Items listed in a dataset:
::::

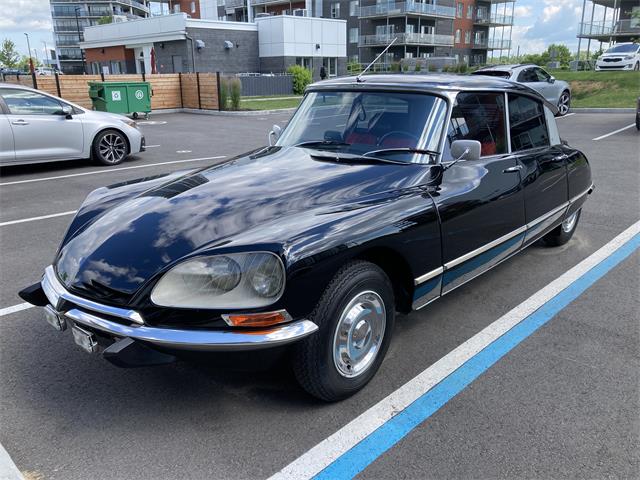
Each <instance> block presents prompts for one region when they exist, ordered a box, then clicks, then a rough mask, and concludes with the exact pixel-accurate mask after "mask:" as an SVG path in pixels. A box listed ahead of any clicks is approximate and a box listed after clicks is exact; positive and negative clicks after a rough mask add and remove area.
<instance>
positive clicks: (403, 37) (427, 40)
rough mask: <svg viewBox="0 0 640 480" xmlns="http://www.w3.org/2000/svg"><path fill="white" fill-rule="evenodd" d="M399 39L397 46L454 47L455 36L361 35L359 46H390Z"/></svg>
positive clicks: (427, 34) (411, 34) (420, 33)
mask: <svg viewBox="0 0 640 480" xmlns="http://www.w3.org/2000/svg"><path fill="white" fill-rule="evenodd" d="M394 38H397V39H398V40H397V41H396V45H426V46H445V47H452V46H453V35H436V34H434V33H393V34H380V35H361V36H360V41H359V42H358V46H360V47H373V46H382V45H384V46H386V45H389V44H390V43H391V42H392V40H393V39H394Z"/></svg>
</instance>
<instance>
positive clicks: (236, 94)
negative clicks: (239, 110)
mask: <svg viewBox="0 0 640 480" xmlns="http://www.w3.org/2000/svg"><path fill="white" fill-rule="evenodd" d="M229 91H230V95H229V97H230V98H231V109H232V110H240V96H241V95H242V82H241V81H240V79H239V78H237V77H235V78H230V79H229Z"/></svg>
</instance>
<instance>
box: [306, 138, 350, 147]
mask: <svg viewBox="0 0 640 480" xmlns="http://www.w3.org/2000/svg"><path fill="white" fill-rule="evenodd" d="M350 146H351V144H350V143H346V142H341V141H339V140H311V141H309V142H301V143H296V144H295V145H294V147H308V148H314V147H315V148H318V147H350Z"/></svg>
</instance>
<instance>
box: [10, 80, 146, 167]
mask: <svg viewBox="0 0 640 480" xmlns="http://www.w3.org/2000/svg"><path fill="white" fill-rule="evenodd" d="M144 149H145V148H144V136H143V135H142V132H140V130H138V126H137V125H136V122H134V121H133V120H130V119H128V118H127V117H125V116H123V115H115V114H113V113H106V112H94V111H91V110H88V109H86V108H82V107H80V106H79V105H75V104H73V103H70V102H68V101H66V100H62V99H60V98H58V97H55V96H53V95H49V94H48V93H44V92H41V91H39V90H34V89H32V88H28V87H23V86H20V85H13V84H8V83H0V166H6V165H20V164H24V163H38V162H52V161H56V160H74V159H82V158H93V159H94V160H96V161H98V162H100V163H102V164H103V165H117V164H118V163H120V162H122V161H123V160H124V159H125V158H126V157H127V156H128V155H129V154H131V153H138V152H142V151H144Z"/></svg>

::::

Instructions to follow: Identify every line above with the string "rough" in it. Copy those lines.

Task answer:
Each <instance> block presents prompts for one region when they exist, ordered a box, then clicks, then a rough mask, and concludes with the exact pixel-accurate mask after "mask:" as an SVG path in pixels. A box listed ahead of any clicks is approximate and a box listed after clicks is exact; positive and negative clicks after a rough mask add and remove area.
rough mask: <svg viewBox="0 0 640 480" xmlns="http://www.w3.org/2000/svg"><path fill="white" fill-rule="evenodd" d="M399 39L397 46L454 47L455 36L361 35L359 46H390Z"/></svg>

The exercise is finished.